## START Data provided
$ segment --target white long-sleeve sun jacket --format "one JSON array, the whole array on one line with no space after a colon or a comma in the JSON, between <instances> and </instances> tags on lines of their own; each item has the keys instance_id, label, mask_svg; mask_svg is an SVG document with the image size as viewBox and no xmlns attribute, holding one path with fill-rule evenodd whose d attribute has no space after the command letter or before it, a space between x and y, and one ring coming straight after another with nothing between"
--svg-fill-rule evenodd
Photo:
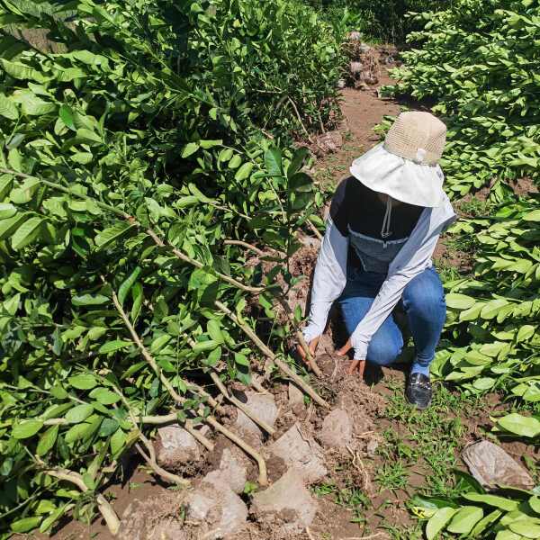
<instances>
[{"instance_id":1,"label":"white long-sleeve sun jacket","mask_svg":"<svg viewBox=\"0 0 540 540\"><path fill-rule=\"evenodd\" d=\"M366 358L371 338L392 313L410 280L432 266L439 236L455 219L446 195L440 206L422 211L409 239L390 264L386 280L371 309L350 337L356 360ZM324 332L332 303L345 288L348 243L348 238L328 218L315 267L308 324L303 330L308 343Z\"/></svg>"}]
</instances>

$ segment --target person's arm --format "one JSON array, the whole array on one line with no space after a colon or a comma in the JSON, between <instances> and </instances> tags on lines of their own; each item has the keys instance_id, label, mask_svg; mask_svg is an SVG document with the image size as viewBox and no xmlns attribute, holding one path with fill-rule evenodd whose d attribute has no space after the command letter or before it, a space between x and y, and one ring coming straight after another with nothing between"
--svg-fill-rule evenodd
<instances>
[{"instance_id":1,"label":"person's arm","mask_svg":"<svg viewBox=\"0 0 540 540\"><path fill-rule=\"evenodd\" d=\"M307 343L324 332L332 303L345 288L347 251L348 238L328 218L313 275L308 325L303 329Z\"/></svg>"},{"instance_id":2,"label":"person's arm","mask_svg":"<svg viewBox=\"0 0 540 540\"><path fill-rule=\"evenodd\" d=\"M308 344L324 332L332 303L346 284L348 207L351 186L357 180L352 177L341 182L332 198L330 215L313 275L308 324L303 329Z\"/></svg>"},{"instance_id":3,"label":"person's arm","mask_svg":"<svg viewBox=\"0 0 540 540\"><path fill-rule=\"evenodd\" d=\"M409 240L392 262L388 277L371 309L350 338L355 360L366 359L374 334L392 313L407 284L431 265L440 234L454 220L455 214L447 198L441 208L427 209L422 212Z\"/></svg>"}]
</instances>

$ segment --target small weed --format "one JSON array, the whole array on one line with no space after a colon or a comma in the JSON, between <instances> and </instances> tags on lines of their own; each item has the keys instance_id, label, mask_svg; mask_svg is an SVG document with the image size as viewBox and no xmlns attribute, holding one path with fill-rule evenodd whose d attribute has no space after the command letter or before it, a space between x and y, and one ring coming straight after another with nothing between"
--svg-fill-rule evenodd
<instances>
[{"instance_id":1,"label":"small weed","mask_svg":"<svg viewBox=\"0 0 540 540\"><path fill-rule=\"evenodd\" d=\"M375 482L381 487L381 490L404 490L409 483L409 471L401 459L391 461L382 464L375 471Z\"/></svg>"},{"instance_id":2,"label":"small weed","mask_svg":"<svg viewBox=\"0 0 540 540\"><path fill-rule=\"evenodd\" d=\"M334 502L353 513L351 523L364 524L364 514L370 506L369 497L354 485L338 488L333 483L325 482L312 488L318 497L333 495Z\"/></svg>"},{"instance_id":3,"label":"small weed","mask_svg":"<svg viewBox=\"0 0 540 540\"><path fill-rule=\"evenodd\" d=\"M391 386L391 390L394 392L385 416L405 429L400 437L391 428L384 433L386 444L379 449L384 463L376 472L376 482L382 489L405 489L408 469L418 464L428 472L426 490L430 495L449 494L454 487L455 453L465 433L459 417L472 412L478 400L436 384L431 407L418 411L410 409L400 387Z\"/></svg>"},{"instance_id":4,"label":"small weed","mask_svg":"<svg viewBox=\"0 0 540 540\"><path fill-rule=\"evenodd\" d=\"M422 540L424 538L421 523L408 526L394 526L384 524L381 528L388 532L392 540Z\"/></svg>"},{"instance_id":5,"label":"small weed","mask_svg":"<svg viewBox=\"0 0 540 540\"><path fill-rule=\"evenodd\" d=\"M481 201L475 197L472 197L468 201L462 201L457 205L458 210L466 216L478 218L490 215L493 203L490 201Z\"/></svg>"},{"instance_id":6,"label":"small weed","mask_svg":"<svg viewBox=\"0 0 540 540\"><path fill-rule=\"evenodd\" d=\"M444 284L458 280L462 277L459 270L451 265L446 259L440 258L435 262L436 270Z\"/></svg>"}]
</instances>

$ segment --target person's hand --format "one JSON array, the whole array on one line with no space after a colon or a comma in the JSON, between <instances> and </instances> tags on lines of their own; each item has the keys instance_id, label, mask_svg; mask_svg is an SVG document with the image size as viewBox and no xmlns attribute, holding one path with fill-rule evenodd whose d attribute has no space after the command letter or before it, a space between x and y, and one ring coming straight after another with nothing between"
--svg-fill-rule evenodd
<instances>
[{"instance_id":1,"label":"person's hand","mask_svg":"<svg viewBox=\"0 0 540 540\"><path fill-rule=\"evenodd\" d=\"M351 340L347 339L346 343L338 351L338 356L346 356L346 354L353 348ZM358 372L361 379L364 378L364 371L365 370L365 360L353 360L346 373L352 375L355 372Z\"/></svg>"},{"instance_id":2,"label":"person's hand","mask_svg":"<svg viewBox=\"0 0 540 540\"><path fill-rule=\"evenodd\" d=\"M308 344L308 348L310 349L310 353L311 353L311 356L313 357L315 357L315 351L317 350L317 346L319 345L320 339L320 336L318 336L317 338L313 338L313 339L311 339L311 341ZM306 353L304 352L302 345L297 345L296 350L298 351L300 357L304 361L304 363L309 364Z\"/></svg>"}]
</instances>

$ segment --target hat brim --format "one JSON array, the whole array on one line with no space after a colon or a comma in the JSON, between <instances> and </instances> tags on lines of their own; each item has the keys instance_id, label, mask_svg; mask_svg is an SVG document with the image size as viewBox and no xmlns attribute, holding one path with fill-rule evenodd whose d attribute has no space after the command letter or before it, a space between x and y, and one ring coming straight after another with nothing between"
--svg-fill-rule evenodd
<instances>
[{"instance_id":1,"label":"hat brim","mask_svg":"<svg viewBox=\"0 0 540 540\"><path fill-rule=\"evenodd\" d=\"M369 189L392 199L436 208L443 203L445 176L438 165L421 165L389 152L379 144L353 161L350 172Z\"/></svg>"}]
</instances>

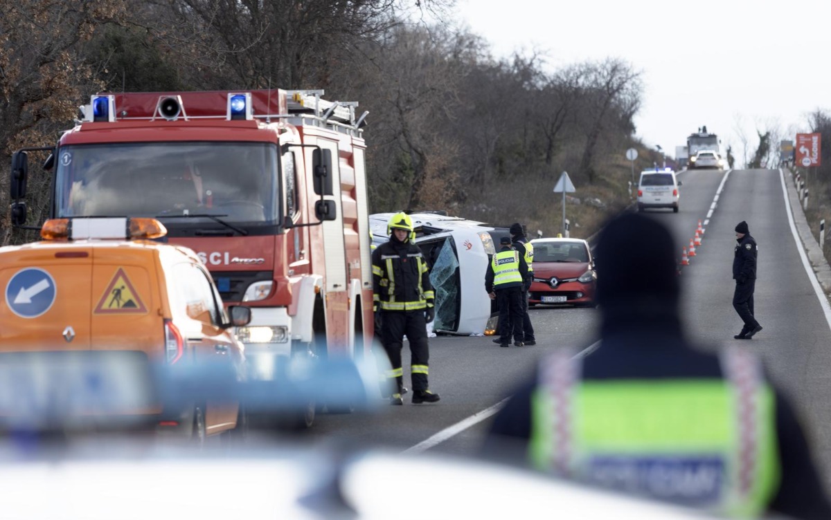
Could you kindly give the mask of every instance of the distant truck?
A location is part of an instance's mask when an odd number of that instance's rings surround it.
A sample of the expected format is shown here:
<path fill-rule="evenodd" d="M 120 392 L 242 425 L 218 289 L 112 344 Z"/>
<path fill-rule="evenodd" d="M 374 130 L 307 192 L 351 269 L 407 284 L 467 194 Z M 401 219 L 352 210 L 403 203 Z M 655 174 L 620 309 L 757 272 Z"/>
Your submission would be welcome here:
<path fill-rule="evenodd" d="M 706 126 L 702 126 L 696 134 L 691 134 L 686 138 L 687 157 L 692 157 L 701 150 L 712 150 L 716 153 L 720 153 L 718 136 L 707 132 Z"/>
<path fill-rule="evenodd" d="M 686 146 L 676 147 L 676 163 L 678 165 L 678 169 L 686 166 L 689 158 L 690 154 Z"/>

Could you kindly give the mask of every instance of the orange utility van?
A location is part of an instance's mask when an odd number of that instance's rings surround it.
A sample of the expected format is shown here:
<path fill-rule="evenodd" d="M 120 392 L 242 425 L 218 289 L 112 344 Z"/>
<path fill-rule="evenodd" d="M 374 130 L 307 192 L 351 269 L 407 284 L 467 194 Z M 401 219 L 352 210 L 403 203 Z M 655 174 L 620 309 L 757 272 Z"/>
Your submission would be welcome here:
<path fill-rule="evenodd" d="M 193 250 L 150 240 L 165 232 L 152 218 L 55 219 L 42 241 L 0 247 L 0 356 L 124 352 L 166 368 L 218 362 L 244 373 L 230 331 L 250 309 L 226 312 Z M 204 438 L 236 426 L 238 406 L 229 402 L 129 413 Z"/>

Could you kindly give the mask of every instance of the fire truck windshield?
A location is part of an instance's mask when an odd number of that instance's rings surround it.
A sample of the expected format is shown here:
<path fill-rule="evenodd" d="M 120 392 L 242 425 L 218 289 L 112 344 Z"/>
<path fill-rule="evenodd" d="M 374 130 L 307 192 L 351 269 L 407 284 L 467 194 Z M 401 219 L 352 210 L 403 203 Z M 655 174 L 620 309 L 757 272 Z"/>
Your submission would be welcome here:
<path fill-rule="evenodd" d="M 192 214 L 255 226 L 279 221 L 273 144 L 71 145 L 60 148 L 57 159 L 59 217 Z"/>

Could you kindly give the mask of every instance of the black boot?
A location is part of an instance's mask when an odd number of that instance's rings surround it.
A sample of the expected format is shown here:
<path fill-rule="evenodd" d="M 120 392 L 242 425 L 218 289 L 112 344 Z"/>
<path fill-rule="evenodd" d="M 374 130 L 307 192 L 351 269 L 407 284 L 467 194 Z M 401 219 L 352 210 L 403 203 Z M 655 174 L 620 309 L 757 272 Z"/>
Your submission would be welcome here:
<path fill-rule="evenodd" d="M 434 394 L 429 390 L 413 391 L 413 404 L 420 405 L 423 402 L 436 402 L 440 399 L 439 394 Z"/>

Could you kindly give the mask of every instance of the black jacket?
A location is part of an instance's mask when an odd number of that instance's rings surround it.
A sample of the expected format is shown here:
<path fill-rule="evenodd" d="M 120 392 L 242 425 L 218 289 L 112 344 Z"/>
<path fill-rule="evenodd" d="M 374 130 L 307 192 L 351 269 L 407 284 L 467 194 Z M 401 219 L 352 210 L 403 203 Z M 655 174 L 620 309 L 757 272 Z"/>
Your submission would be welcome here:
<path fill-rule="evenodd" d="M 750 233 L 745 233 L 738 242 L 733 257 L 733 279 L 740 284 L 749 279 L 756 279 L 756 255 L 759 248 L 756 241 Z"/>
<path fill-rule="evenodd" d="M 502 249 L 500 249 L 497 252 L 501 253 L 502 251 L 515 251 L 515 250 L 517 250 L 514 249 L 509 245 L 503 245 Z M 525 263 L 525 250 L 524 249 L 523 250 L 518 252 L 519 253 L 519 275 L 522 276 L 522 279 L 524 280 L 525 280 L 528 279 L 528 264 Z M 485 271 L 484 273 L 484 290 L 487 291 L 489 294 L 494 292 L 494 274 L 493 256 L 489 256 L 488 270 Z M 511 287 L 523 287 L 524 285 L 524 282 L 516 284 L 509 284 L 507 285 L 500 286 L 499 289 L 510 289 Z"/>
<path fill-rule="evenodd" d="M 392 272 L 387 272 L 387 260 L 391 260 Z M 430 282 L 427 260 L 421 250 L 410 241 L 400 242 L 395 236 L 372 251 L 372 293 L 378 301 L 390 301 L 390 281 L 395 282 L 392 296 L 396 302 L 427 301 L 433 305 L 433 286 Z M 419 281 L 421 292 L 419 292 Z"/>
<path fill-rule="evenodd" d="M 647 323 L 627 317 L 620 323 L 604 323 L 602 338 L 600 348 L 583 360 L 584 379 L 722 377 L 718 357 L 687 343 L 677 318 Z M 526 381 L 496 416 L 484 445 L 487 458 L 514 464 L 527 460 L 531 395 L 536 385 L 536 377 Z M 831 518 L 831 505 L 811 461 L 804 434 L 793 409 L 778 391 L 775 410 L 781 474 L 769 509 L 797 518 Z"/>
## END Data provided
**Set task:** Reproduce the lines between the one holding "the distant truck?" and the one holding "686 146 L 676", inclusive, with "sample" swapped for "example" and nothing else altered.

**Result of the exercise:**
Could you kindly give the mask of every instance of the distant truck?
A location is part of an instance's mask when an odd number of that instance's rings surround it.
A example of the expected format is shown here:
<path fill-rule="evenodd" d="M 120 392 L 242 425 L 218 289 L 112 344 Z"/>
<path fill-rule="evenodd" d="M 374 130 L 307 192 L 351 269 L 407 284 L 467 194 Z M 401 219 L 352 210 L 403 203 Z M 655 174 L 620 309 L 757 272 Z"/>
Your submission would be welcome here:
<path fill-rule="evenodd" d="M 706 126 L 702 126 L 696 134 L 691 134 L 686 138 L 687 157 L 692 157 L 701 150 L 712 150 L 716 153 L 720 153 L 718 136 L 707 132 Z"/>
<path fill-rule="evenodd" d="M 686 146 L 676 147 L 676 163 L 678 165 L 678 169 L 686 166 L 689 158 L 690 154 Z"/>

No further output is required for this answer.